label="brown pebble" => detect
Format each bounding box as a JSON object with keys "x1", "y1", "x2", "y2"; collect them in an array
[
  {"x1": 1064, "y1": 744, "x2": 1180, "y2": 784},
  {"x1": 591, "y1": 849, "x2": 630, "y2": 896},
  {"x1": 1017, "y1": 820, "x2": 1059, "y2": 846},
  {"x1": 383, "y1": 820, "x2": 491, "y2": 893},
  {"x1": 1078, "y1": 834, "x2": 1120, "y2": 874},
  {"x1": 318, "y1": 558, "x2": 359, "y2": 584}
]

● ● ● ● ● ● ●

* **Required task**
Reproduce all of the data above line for line, and shift every bounding box coordinate in the answers by adding 118 to it.

* **Solution to this task**
label="brown pebble" => detect
Format each bounding box as a JSON object with keys "x1", "y1", "x2", "y2"; collect them in an array
[
  {"x1": 1182, "y1": 862, "x2": 1298, "y2": 902},
  {"x1": 709, "y1": 967, "x2": 748, "y2": 1014},
  {"x1": 1135, "y1": 938, "x2": 1177, "y2": 964},
  {"x1": 501, "y1": 938, "x2": 609, "y2": 1011},
  {"x1": 1196, "y1": 952, "x2": 1238, "y2": 992},
  {"x1": 436, "y1": 676, "x2": 477, "y2": 702}
]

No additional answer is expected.